→ **TASK**
Output the line containing "of fallen reeds." and each line after it through the end of the data, exactly as written, with pictures left out.

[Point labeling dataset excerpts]
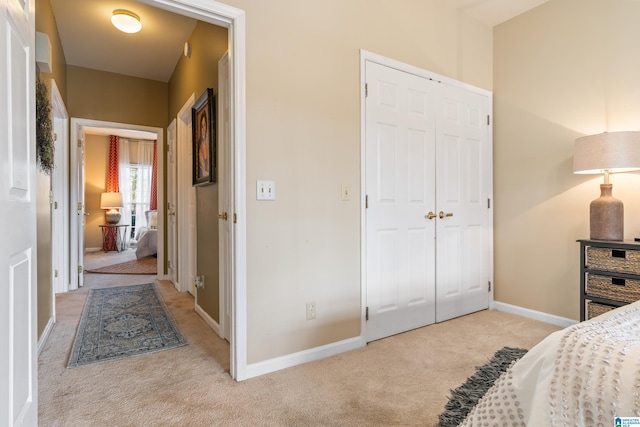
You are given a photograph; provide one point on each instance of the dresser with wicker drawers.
(609, 276)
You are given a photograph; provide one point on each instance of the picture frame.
(203, 116)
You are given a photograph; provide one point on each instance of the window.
(136, 196)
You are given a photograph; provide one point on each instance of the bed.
(147, 237)
(585, 375)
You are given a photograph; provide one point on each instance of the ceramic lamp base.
(112, 216)
(606, 216)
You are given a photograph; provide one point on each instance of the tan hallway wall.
(303, 132)
(565, 69)
(193, 75)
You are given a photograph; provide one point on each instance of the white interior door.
(186, 208)
(18, 247)
(400, 172)
(79, 206)
(224, 201)
(172, 236)
(464, 174)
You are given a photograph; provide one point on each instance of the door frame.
(171, 180)
(76, 130)
(185, 201)
(401, 66)
(232, 18)
(60, 178)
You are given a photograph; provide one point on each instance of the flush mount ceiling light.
(126, 21)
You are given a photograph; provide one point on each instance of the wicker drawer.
(618, 260)
(595, 309)
(624, 290)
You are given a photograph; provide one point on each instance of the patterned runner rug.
(123, 322)
(148, 265)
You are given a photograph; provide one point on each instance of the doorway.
(80, 129)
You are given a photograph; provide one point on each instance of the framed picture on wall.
(203, 116)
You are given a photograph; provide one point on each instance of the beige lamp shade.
(607, 152)
(111, 200)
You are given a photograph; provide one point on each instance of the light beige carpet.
(401, 380)
(148, 265)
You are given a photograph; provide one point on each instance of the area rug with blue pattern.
(123, 322)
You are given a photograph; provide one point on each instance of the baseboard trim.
(45, 334)
(208, 320)
(562, 322)
(305, 356)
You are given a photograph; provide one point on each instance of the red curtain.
(153, 203)
(113, 165)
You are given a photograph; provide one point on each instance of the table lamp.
(608, 152)
(111, 201)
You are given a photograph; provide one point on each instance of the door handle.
(430, 215)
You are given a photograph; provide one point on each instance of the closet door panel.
(400, 168)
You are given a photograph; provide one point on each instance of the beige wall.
(100, 95)
(566, 69)
(45, 23)
(303, 132)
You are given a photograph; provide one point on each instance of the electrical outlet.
(311, 310)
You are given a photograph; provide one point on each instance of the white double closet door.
(427, 219)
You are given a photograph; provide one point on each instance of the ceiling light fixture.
(126, 21)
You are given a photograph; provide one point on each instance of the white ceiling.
(494, 12)
(89, 40)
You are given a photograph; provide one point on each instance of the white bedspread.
(585, 375)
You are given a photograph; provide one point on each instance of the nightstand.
(609, 275)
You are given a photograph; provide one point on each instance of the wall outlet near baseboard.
(311, 310)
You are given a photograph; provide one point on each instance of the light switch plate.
(346, 193)
(266, 190)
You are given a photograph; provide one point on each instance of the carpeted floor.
(465, 397)
(402, 380)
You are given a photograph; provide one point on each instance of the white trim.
(407, 68)
(562, 322)
(305, 356)
(60, 189)
(209, 320)
(185, 201)
(45, 334)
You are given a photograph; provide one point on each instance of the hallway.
(111, 392)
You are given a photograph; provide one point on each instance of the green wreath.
(44, 128)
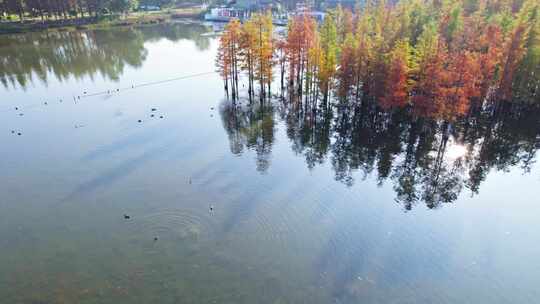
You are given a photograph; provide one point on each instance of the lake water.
(247, 204)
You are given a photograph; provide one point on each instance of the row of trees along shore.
(441, 59)
(62, 9)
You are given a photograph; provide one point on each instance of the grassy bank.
(134, 18)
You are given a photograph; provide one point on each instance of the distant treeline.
(63, 9)
(439, 58)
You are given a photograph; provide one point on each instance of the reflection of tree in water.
(426, 160)
(84, 53)
(309, 132)
(179, 31)
(251, 127)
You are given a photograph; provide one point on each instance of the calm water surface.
(303, 212)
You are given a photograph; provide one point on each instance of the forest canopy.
(439, 58)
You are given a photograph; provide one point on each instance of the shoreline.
(7, 28)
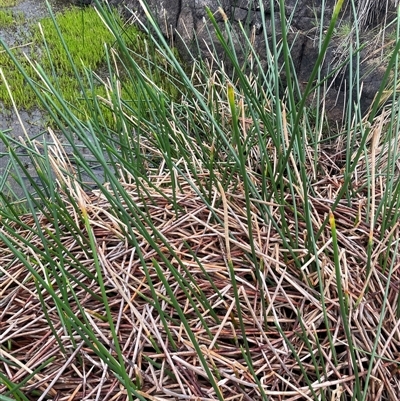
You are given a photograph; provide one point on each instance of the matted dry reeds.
(167, 367)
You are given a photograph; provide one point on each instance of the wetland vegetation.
(229, 249)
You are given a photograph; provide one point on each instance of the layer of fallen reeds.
(231, 250)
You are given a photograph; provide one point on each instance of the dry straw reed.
(204, 247)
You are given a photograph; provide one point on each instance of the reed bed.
(164, 363)
(234, 247)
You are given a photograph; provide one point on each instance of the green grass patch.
(82, 49)
(8, 3)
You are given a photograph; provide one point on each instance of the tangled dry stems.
(165, 365)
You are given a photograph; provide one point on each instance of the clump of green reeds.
(224, 253)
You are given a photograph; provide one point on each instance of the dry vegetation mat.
(287, 329)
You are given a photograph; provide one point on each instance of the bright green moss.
(85, 38)
(8, 3)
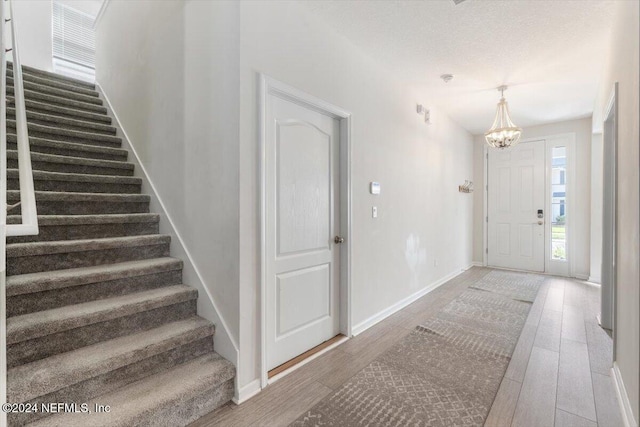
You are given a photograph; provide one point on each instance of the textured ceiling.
(550, 53)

→ **ANSWER BELOW**
You are given a photograph; provide one point on each instance of the layer of fallen reeds.
(231, 250)
You are given a photograph; provide one point on each instance of the dry straw reed.
(204, 247)
You are given a photograph; provide one point on each instance of the reed bed.
(164, 363)
(234, 247)
You are given a photograph; provide one point on each instance of the green grass patch.
(82, 49)
(8, 3)
You are given a photograph; provide one point on each instance of the tangled dry stems.
(165, 365)
You are given a photograph; provide one point on each instance of the clump of green reeds.
(224, 253)
You are given a photograph; provide one point on each instance of the dry vegetation mat.
(287, 329)
You are given a photograph; provide one point on each instance of the bright green moss.
(85, 38)
(8, 3)
You are given a photograph; provide one point on each instance of the textured ceiling.
(550, 53)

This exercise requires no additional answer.